● Written problem
Count the lines of the data below that contain the word "capital", and give only that number.

Entries drawn from a collection
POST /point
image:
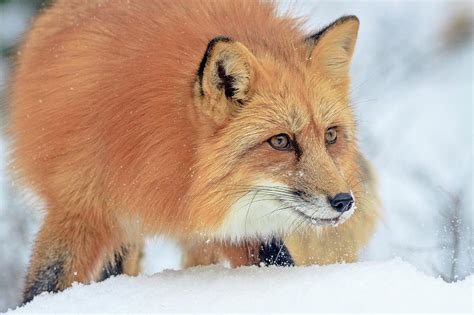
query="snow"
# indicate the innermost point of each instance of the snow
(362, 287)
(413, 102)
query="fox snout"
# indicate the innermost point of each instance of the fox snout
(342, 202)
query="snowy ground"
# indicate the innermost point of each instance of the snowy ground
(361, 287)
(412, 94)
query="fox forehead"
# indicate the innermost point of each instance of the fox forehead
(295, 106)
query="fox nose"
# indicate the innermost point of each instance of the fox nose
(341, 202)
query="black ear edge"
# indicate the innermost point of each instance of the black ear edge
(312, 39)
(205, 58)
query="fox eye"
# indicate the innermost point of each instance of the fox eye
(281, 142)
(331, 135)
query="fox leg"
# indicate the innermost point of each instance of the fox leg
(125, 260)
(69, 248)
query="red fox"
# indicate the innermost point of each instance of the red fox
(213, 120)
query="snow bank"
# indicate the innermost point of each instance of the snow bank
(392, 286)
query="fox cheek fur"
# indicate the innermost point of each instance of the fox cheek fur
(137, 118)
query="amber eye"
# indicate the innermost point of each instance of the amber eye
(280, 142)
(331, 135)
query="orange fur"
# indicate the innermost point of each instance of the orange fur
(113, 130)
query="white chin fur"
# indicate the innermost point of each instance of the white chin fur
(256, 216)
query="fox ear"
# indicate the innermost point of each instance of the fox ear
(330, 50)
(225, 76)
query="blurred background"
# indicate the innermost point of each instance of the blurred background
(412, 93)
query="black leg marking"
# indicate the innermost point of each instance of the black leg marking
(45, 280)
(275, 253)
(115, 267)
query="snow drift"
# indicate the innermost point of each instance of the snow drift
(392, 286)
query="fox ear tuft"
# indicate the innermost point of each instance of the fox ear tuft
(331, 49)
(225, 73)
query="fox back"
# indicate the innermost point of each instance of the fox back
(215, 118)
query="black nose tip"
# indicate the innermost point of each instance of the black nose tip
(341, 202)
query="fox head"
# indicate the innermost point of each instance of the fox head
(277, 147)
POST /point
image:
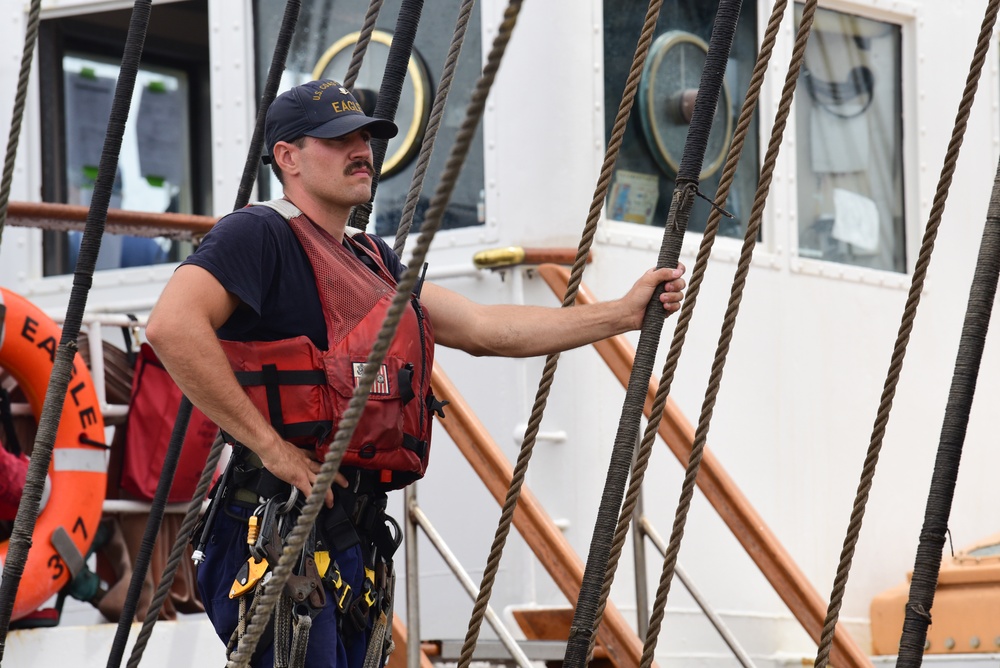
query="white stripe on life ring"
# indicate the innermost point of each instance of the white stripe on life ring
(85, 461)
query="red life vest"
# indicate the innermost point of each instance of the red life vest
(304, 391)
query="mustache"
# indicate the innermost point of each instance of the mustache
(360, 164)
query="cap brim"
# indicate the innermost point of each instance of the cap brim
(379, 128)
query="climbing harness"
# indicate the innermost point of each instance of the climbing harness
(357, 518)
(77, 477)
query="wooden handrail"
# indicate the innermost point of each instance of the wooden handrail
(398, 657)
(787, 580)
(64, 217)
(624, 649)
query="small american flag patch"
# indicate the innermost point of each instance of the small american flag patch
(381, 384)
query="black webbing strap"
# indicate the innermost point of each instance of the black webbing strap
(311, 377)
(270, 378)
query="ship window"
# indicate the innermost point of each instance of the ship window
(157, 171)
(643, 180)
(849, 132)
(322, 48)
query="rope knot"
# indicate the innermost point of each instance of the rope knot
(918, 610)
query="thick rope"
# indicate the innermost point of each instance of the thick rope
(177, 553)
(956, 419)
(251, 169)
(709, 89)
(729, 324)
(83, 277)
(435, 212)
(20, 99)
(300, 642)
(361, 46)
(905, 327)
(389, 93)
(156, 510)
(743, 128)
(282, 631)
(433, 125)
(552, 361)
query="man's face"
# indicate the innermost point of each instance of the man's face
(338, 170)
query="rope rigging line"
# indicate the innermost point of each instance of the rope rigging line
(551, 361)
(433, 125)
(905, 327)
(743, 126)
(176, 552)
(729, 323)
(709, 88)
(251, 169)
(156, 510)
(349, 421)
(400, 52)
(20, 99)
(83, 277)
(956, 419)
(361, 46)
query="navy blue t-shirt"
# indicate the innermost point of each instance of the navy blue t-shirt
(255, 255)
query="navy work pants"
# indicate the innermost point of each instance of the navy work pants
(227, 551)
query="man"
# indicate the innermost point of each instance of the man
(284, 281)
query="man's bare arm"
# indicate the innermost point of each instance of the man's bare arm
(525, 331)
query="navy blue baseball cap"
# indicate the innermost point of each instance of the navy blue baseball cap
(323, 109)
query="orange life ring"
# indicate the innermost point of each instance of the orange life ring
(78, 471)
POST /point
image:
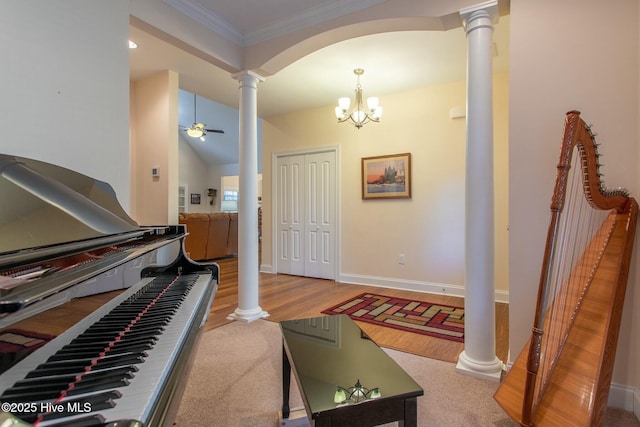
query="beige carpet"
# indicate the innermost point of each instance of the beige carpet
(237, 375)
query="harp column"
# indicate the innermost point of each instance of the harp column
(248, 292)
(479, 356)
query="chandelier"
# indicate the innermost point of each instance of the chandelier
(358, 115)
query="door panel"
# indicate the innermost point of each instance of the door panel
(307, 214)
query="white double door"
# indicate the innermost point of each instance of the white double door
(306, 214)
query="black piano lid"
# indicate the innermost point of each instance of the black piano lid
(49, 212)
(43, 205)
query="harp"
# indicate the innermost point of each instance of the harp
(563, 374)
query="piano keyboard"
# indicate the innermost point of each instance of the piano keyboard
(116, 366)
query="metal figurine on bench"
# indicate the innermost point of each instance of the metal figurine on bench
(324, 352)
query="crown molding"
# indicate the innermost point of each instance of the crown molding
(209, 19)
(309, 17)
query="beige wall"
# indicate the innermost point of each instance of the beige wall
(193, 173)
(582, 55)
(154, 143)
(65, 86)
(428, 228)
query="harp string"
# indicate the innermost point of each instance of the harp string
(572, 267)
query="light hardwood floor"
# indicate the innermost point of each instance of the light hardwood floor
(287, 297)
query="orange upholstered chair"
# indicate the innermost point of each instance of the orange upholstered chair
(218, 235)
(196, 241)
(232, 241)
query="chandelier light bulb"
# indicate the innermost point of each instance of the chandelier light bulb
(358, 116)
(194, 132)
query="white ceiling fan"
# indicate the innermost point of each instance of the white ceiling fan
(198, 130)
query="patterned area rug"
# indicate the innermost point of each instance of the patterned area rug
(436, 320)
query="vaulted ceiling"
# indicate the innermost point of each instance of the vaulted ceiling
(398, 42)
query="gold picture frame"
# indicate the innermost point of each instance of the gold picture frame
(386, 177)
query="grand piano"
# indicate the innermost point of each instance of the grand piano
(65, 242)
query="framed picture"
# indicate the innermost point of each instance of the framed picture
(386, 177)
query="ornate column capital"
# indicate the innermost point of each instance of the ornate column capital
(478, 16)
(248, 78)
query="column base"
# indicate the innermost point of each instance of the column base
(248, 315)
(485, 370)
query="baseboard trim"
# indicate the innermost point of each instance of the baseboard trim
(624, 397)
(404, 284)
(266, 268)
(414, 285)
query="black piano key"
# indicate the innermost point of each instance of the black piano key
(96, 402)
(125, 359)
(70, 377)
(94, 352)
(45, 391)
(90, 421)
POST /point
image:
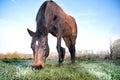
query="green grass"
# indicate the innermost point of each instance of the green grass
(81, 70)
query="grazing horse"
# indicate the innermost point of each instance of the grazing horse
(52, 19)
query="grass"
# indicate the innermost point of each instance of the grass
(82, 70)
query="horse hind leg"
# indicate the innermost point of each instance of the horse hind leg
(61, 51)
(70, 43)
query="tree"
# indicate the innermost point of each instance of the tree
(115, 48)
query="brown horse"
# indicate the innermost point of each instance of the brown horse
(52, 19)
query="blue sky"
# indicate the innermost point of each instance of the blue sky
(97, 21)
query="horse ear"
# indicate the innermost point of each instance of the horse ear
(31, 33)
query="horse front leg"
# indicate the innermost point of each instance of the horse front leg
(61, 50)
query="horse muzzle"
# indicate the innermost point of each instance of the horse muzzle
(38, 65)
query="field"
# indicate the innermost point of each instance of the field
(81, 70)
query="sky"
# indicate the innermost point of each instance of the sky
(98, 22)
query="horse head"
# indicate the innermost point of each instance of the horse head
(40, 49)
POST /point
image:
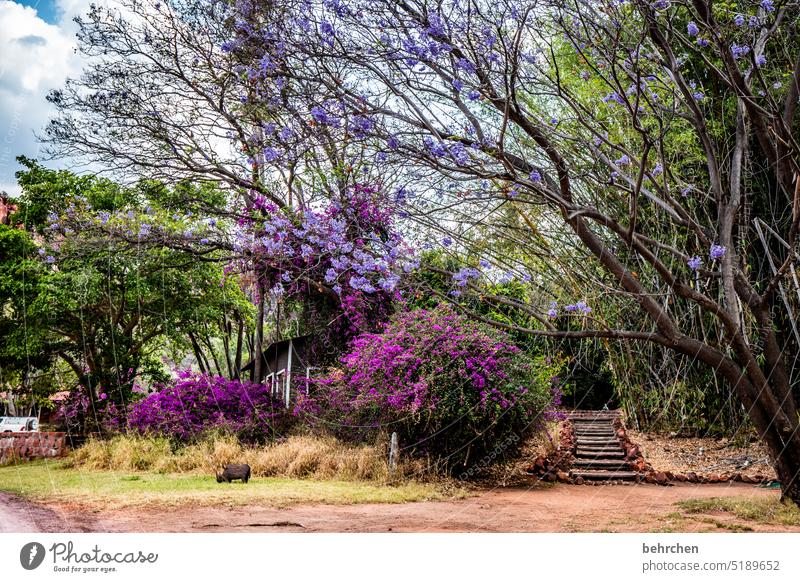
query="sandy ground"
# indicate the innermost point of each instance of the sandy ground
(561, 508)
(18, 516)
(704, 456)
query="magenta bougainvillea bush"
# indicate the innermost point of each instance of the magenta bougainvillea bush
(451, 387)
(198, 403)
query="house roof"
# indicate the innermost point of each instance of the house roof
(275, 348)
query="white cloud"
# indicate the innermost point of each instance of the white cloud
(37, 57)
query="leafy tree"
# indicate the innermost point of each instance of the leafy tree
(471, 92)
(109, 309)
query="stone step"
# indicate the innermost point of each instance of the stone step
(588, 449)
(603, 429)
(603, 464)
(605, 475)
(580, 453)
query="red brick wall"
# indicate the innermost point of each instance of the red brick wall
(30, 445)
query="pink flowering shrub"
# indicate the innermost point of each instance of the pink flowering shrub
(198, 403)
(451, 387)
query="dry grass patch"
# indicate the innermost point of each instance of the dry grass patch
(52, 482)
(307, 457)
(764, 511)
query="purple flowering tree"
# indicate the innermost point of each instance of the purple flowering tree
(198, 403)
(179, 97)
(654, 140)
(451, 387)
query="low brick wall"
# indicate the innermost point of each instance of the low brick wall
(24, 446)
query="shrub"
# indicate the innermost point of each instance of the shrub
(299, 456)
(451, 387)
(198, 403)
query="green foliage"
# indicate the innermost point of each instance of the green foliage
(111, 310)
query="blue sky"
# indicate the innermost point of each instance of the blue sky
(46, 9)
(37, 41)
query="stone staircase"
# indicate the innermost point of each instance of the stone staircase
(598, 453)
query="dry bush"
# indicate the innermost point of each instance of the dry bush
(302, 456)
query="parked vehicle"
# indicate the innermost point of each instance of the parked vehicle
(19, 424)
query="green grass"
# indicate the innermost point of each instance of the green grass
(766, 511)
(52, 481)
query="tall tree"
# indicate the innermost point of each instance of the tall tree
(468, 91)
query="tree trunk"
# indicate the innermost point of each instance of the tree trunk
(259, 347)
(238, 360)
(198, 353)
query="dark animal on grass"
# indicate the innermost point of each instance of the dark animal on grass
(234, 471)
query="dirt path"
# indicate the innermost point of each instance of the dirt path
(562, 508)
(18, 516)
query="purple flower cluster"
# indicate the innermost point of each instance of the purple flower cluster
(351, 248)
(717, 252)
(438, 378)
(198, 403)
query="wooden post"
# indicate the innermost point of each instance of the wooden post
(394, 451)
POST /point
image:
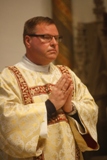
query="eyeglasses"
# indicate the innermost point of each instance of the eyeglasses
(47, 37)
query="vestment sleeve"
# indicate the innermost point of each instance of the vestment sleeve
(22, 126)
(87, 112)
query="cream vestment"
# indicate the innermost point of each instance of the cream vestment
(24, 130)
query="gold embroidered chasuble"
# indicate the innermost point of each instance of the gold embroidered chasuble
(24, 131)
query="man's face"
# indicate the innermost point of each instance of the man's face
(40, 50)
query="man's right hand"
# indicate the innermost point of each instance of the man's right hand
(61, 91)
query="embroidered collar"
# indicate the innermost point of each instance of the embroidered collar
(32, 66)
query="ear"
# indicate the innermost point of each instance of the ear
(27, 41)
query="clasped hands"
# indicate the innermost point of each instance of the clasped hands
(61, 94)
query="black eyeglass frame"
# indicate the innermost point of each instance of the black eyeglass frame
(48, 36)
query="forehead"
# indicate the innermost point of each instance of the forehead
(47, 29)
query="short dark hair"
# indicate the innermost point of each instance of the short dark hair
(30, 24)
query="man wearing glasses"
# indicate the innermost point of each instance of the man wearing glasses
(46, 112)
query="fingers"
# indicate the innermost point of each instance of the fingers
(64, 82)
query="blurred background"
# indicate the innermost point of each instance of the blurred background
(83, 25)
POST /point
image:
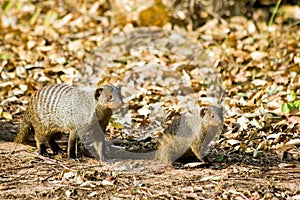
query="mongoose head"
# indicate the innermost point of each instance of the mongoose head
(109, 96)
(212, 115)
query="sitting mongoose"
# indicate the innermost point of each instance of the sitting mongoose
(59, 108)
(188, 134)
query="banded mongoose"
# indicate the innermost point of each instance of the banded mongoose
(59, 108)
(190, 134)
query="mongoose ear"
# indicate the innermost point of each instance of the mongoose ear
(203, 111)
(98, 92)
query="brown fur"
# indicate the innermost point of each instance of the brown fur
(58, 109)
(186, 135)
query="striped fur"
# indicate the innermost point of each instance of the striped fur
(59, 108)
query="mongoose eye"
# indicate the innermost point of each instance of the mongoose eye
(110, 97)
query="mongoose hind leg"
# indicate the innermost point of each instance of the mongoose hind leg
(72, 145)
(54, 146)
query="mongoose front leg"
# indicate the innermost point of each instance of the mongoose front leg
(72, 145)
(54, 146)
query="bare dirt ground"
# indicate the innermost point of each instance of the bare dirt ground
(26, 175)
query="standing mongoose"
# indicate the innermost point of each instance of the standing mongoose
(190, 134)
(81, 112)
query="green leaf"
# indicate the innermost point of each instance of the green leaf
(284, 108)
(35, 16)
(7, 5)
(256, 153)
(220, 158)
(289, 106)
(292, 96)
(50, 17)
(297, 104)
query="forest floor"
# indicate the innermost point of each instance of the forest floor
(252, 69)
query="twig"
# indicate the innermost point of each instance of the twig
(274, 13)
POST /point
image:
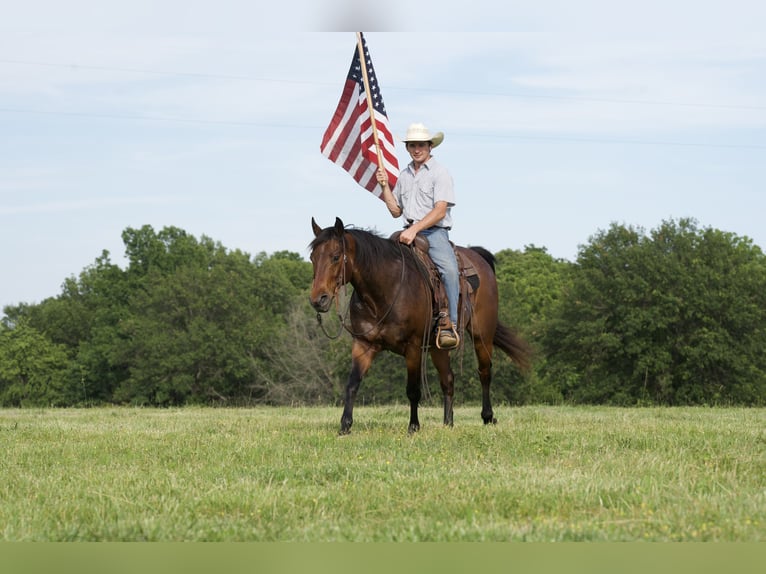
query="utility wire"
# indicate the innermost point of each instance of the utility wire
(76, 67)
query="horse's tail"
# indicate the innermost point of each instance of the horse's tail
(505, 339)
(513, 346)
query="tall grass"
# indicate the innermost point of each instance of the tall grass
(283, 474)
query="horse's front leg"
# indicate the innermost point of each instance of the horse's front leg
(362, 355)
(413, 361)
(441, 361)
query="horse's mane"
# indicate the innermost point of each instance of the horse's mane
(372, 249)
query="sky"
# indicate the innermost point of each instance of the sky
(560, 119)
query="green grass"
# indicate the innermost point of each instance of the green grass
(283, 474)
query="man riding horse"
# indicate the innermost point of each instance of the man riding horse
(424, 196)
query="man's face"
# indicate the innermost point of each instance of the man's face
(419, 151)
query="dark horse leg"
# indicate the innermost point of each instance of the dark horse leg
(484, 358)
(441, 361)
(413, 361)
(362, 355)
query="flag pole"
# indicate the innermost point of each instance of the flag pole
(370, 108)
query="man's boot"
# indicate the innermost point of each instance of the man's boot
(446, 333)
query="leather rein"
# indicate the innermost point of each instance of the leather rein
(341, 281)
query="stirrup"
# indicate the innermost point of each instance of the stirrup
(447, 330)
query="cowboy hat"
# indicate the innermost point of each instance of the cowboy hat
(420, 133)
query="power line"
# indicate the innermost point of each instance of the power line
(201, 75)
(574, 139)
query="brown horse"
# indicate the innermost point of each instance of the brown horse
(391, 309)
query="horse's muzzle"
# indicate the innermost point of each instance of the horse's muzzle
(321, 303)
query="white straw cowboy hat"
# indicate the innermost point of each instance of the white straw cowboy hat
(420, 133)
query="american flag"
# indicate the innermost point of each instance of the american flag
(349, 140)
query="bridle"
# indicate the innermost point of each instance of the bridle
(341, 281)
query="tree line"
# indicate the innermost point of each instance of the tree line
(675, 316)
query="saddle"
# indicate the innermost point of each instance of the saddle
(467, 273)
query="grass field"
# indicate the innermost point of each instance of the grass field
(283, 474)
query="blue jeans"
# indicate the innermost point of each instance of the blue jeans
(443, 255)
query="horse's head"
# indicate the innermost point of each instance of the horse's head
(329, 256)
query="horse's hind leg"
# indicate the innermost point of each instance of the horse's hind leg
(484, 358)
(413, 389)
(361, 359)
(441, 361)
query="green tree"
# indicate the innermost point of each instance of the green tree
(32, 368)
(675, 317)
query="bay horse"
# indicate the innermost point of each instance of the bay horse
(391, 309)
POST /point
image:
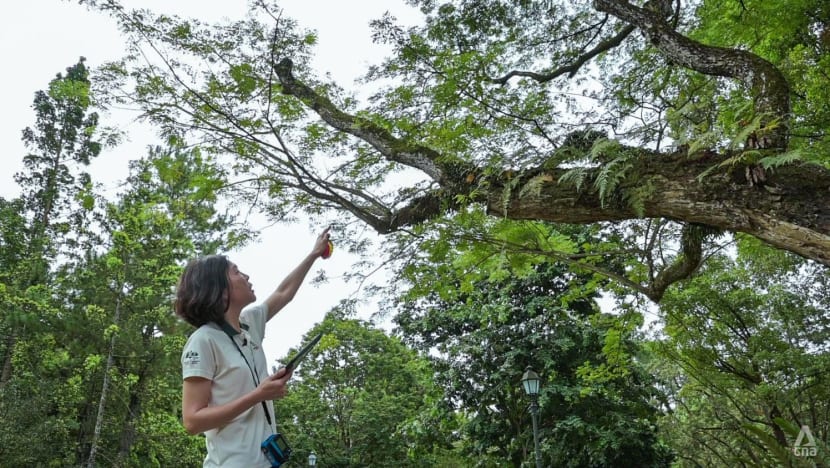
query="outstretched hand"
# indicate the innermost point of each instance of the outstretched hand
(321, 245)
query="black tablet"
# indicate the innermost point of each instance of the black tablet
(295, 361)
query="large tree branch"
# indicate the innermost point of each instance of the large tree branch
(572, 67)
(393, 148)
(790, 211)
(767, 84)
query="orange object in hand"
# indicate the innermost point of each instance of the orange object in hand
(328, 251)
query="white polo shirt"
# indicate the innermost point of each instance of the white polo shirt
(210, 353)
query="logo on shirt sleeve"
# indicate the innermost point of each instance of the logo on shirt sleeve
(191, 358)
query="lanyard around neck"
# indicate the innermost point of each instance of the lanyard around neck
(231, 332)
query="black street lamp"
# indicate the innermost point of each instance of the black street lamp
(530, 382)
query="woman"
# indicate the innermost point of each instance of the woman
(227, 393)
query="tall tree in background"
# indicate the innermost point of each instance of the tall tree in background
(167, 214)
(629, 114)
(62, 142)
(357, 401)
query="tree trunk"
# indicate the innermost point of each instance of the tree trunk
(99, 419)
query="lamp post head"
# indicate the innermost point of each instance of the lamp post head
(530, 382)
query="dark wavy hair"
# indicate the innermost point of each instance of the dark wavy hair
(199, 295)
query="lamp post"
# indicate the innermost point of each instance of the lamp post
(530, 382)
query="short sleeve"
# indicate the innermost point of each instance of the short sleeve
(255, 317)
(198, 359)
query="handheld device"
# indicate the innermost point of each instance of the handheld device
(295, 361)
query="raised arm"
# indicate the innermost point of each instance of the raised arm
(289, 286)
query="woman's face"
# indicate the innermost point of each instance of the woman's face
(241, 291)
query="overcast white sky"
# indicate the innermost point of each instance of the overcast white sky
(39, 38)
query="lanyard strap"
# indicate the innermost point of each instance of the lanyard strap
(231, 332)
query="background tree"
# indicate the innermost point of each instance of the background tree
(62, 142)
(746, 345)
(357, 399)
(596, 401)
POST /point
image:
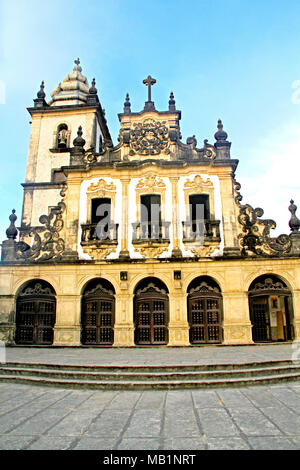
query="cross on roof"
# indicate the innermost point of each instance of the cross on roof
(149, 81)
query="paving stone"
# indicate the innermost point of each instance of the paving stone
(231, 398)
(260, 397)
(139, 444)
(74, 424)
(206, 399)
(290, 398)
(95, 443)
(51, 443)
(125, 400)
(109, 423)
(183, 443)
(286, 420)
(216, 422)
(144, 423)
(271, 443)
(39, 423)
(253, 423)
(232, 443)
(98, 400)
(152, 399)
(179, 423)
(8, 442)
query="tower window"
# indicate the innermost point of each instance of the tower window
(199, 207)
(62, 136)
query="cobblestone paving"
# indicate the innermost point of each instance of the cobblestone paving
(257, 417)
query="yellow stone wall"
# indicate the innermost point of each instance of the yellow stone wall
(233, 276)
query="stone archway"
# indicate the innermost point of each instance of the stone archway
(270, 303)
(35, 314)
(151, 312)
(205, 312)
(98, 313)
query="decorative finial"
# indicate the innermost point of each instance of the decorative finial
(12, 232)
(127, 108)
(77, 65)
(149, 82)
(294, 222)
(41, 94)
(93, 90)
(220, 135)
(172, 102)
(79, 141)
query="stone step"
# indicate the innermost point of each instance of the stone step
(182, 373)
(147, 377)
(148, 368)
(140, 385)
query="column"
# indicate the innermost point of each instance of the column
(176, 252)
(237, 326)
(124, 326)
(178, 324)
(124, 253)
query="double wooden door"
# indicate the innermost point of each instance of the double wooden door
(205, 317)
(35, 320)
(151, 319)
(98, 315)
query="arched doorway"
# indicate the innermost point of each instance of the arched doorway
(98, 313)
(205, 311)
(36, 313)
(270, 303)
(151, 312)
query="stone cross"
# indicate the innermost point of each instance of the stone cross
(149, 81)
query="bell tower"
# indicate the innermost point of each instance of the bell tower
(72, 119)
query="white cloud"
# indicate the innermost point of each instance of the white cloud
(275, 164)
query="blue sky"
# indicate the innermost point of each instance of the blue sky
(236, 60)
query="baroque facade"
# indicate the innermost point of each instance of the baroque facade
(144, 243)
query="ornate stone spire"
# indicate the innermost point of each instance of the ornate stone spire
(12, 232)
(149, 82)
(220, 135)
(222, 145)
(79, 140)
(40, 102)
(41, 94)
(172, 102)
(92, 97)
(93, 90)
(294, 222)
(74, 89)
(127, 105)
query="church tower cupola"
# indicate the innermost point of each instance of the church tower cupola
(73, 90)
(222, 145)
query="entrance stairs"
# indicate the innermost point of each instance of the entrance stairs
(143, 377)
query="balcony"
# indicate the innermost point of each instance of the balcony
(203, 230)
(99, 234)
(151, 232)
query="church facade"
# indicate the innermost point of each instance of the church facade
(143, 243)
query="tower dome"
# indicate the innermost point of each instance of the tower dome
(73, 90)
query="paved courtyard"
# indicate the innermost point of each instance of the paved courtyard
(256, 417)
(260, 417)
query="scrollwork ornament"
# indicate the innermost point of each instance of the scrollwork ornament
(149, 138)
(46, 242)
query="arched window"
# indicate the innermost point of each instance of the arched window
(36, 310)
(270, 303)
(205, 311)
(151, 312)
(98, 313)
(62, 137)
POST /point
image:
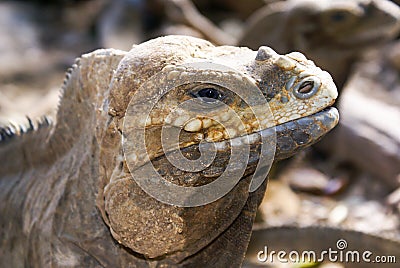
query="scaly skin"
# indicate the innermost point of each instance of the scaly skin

● Answer to this task
2